§ **Dataset excerpts**:
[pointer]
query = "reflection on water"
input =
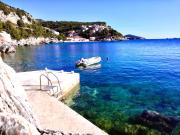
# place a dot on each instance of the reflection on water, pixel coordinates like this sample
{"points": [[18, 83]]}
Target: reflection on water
{"points": [[138, 75], [91, 67]]}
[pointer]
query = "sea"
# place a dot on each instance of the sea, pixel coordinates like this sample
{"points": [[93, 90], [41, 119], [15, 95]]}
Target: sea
{"points": [[133, 76]]}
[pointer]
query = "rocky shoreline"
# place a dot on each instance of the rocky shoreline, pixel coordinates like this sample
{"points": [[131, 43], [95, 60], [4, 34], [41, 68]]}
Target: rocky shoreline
{"points": [[8, 45], [16, 115]]}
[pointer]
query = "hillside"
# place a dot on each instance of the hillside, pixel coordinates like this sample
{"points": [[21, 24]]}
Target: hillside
{"points": [[17, 27], [20, 24], [88, 30]]}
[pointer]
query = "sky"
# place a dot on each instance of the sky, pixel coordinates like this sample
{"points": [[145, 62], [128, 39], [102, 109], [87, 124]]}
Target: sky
{"points": [[146, 18]]}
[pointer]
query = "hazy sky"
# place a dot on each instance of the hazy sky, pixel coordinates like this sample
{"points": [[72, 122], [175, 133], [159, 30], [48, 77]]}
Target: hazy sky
{"points": [[148, 18]]}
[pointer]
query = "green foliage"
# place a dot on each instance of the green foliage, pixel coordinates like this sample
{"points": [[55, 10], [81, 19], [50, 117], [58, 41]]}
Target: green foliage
{"points": [[61, 37], [20, 23], [1, 26], [20, 12], [6, 9], [64, 26]]}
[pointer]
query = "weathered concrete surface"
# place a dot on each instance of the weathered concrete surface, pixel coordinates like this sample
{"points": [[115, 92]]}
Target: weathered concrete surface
{"points": [[51, 113], [55, 115], [13, 98], [68, 80]]}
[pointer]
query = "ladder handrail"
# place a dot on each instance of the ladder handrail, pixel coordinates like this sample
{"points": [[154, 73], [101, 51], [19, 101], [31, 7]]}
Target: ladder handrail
{"points": [[49, 81], [49, 72]]}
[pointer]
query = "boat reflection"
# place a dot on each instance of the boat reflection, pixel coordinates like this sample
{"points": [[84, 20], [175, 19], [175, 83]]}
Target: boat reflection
{"points": [[91, 67]]}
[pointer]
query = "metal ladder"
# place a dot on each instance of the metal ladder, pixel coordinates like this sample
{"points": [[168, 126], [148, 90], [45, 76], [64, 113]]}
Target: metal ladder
{"points": [[50, 86]]}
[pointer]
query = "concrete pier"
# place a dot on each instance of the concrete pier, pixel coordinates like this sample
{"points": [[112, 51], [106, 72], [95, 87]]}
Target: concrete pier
{"points": [[52, 113], [61, 82]]}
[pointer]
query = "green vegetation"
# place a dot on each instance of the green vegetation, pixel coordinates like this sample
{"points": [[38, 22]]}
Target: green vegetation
{"points": [[25, 30], [40, 28], [8, 9], [64, 27]]}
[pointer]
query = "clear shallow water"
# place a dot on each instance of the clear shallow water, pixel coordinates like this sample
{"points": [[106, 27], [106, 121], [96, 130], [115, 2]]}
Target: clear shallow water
{"points": [[139, 75]]}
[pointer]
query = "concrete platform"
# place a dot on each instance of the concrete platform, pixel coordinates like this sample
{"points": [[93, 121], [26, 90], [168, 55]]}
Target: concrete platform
{"points": [[52, 113], [64, 81]]}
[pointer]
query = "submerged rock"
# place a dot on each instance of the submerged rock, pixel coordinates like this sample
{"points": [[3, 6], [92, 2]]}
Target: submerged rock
{"points": [[157, 121]]}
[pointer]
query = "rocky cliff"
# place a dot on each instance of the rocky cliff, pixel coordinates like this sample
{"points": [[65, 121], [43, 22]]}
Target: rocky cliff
{"points": [[18, 27]]}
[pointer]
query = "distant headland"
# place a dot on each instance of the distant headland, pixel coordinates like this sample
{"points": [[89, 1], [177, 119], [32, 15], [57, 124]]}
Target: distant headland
{"points": [[19, 28]]}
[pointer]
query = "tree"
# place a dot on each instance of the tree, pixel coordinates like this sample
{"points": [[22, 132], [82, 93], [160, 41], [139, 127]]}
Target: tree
{"points": [[20, 23]]}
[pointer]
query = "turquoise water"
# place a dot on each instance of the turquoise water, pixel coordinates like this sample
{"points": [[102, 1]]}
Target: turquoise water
{"points": [[139, 75]]}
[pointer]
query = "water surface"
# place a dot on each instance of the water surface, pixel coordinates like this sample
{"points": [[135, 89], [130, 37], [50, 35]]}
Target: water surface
{"points": [[138, 75]]}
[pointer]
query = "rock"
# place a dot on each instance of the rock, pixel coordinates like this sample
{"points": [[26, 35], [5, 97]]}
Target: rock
{"points": [[7, 49], [11, 124], [13, 98], [157, 121]]}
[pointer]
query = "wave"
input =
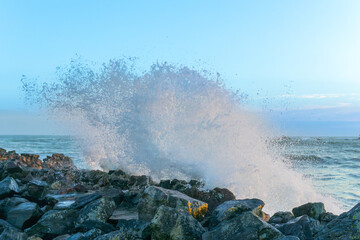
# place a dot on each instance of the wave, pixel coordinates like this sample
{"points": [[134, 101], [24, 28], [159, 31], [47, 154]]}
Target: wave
{"points": [[172, 122]]}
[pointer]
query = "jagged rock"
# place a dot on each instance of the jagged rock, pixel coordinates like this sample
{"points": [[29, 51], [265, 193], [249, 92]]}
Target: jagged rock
{"points": [[230, 209], [58, 162], [98, 210], [24, 215], [82, 201], [302, 227], [153, 197], [244, 226], [141, 228], [54, 223], [7, 232], [90, 235], [8, 187], [281, 217], [36, 191], [313, 210], [175, 224], [117, 235], [345, 226], [88, 225]]}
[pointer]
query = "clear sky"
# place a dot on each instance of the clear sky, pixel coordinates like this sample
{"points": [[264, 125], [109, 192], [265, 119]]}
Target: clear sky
{"points": [[300, 60]]}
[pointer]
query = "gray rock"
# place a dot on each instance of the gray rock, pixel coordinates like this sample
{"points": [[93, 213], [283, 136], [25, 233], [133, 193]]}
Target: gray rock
{"points": [[154, 197], [7, 231], [313, 210], [54, 223], [90, 235], [175, 224], [244, 226], [230, 209], [98, 210], [345, 226], [24, 215], [281, 217], [8, 187], [82, 201], [302, 227]]}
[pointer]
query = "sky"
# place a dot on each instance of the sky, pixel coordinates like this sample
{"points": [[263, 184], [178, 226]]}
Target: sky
{"points": [[298, 61]]}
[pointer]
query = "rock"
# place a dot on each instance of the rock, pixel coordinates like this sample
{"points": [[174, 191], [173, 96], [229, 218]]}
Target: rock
{"points": [[90, 235], [117, 235], [7, 231], [58, 162], [213, 197], [281, 217], [230, 209], [82, 201], [91, 224], [313, 210], [302, 227], [244, 226], [153, 197], [98, 210], [345, 226], [175, 224], [24, 215], [36, 191], [8, 187], [54, 223], [141, 228]]}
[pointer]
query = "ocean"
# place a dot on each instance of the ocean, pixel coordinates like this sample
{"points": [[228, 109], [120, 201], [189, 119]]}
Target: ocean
{"points": [[331, 163]]}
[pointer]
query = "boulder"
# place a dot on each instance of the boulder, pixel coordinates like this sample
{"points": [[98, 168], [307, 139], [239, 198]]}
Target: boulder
{"points": [[8, 187], [313, 210], [98, 210], [175, 224], [54, 223], [90, 235], [281, 217], [244, 226], [153, 197], [7, 231], [230, 209], [24, 215], [302, 227], [345, 226]]}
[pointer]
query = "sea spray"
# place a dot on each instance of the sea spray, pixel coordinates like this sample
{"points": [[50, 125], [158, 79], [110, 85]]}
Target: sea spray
{"points": [[172, 122]]}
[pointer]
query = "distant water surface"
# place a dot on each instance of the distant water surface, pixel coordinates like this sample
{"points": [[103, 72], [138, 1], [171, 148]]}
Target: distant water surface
{"points": [[333, 163]]}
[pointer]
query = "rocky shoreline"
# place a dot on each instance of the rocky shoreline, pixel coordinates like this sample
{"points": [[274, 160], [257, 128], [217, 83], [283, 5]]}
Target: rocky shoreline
{"points": [[52, 199]]}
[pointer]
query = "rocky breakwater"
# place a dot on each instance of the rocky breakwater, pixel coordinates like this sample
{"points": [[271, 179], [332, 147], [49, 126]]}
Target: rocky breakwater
{"points": [[52, 199]]}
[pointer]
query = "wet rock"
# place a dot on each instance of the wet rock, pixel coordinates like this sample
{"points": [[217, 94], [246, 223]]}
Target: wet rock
{"points": [[313, 210], [58, 162], [54, 223], [230, 209], [140, 228], [281, 217], [345, 226], [8, 187], [170, 223], [7, 232], [244, 226], [82, 201], [90, 235], [36, 191], [98, 210], [213, 197], [24, 215], [302, 227], [153, 197]]}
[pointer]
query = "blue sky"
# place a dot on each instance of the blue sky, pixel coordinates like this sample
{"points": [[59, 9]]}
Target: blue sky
{"points": [[298, 60]]}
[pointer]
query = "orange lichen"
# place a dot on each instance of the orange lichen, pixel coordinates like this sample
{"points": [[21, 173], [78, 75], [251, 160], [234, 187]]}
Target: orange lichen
{"points": [[197, 211]]}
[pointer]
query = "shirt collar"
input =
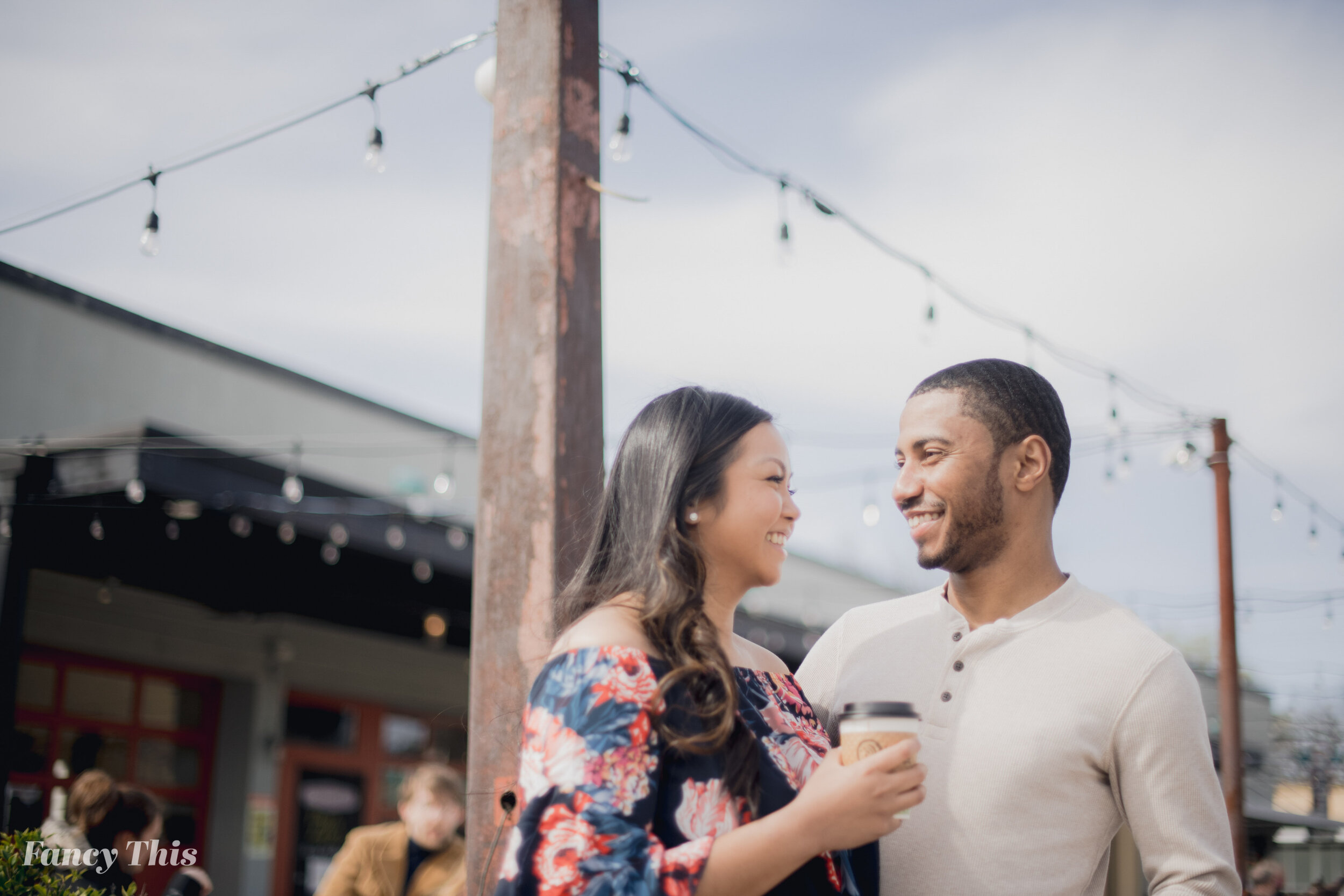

§ **Your goal**:
Extract every line of the records above that contains the string "reflection", matching case exactly.

§ **Reply to the task**:
query = "reflection on water"
# place a dot on each instance of the reflection on water, pixel coordinates like this sample
Target: reflection on water
query = "boat reflection"
# place a dot on each instance of the boat reflection, pixel coordinates like this sample
Target: boat reflection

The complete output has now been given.